PASAJE PROPORCIONADO:
________________
Tampoco la invocó al comentar la exquisitamente directa y sin embargo profundamente sugerente línea de Otelo, “Mantened en alto vuestras brillantes espadas, pues el rocío ha de oxidarlas”. Con todo, la revelación de la susceptibilidad de Eliot a estas líneas, la dimensión física de su oído así como la naturaleza exigente de sus discriminaciones, el ejemplo que proporcionaba de una inteligencia poética desempeñándose en la tarea de la escucha, todo ello parecía disculpar mi propia incapacidad temperamental para la glosa y mi renuencia a comentar el argumento y el progreso conceptual de un poema. Al contrario, confirmó mi inclinación natural a convertirme en una cámara de resonancia de los sonidos del poema. Me sentí estimulado a buscar el contorno de un significado en el interior de un patrón rítmico.
________________
TAREAS A REALIZAR:
• a. Enumera los elementos que el pasaje sobre Eliot agrupa antes de las palabras «todo ello».
• b. Escribe la continuación del pasaje sobre Eliot y la escucha del poema a partir de su última oración.

DATOS PROPORCIONADOS:
________________
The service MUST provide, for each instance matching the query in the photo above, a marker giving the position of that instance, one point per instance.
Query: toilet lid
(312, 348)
________________
RESPUESTAS DEL EJERCICIO:
• a.
- La revelación de la susceptibilidad de Eliot a estas líneas
- La dimensión física de su oído
- La naturaleza exigente de sus discriminaciones
- El ejemplo que proporcionaba de una inteligencia poética desempeñándose en la tarea de la escucha

• b.
     En “Muerte por agua”, la sección cuarta de La tierra baldía, por ejemplo, comencé a forjar con sus cadencias ondulantes y disoluciones y refrenamientos un principio mimético equivalente o tal vez superior a cualquier posible significado que pudiera derivarse de la historia del destino de Phlebas. En el peso y generosidad de la música del poema, creí vislumbrar un equivalente auditivo de la más amplia realidad trascendental revelada por los buscadores de fortuna de la City de Londres, esos negociantes y oficinistas que arriban al poema como un flujo soñoliento y rítmico de sombra a su paso por London Bridge. Comencé a no preocuparme por la relación de Phlebas con el Ahogado y la efigie de Osiris arrojada al agua; lo importante como principio estructural, fuera del aliento vital, estaba en el cuerpo del sonido:

Phlebas el Fenicio, ya quince días muerto,
     olvidó el grito de las gaviotas, el hondo oleaje del mar,
     la pérdida y la ganancia.
     Una corriente submarina
     recogió sus huesos en susurros. Entre subidas y bajadas
     atravesó las etapas de su juventud y vejez
     entrando en el remolino.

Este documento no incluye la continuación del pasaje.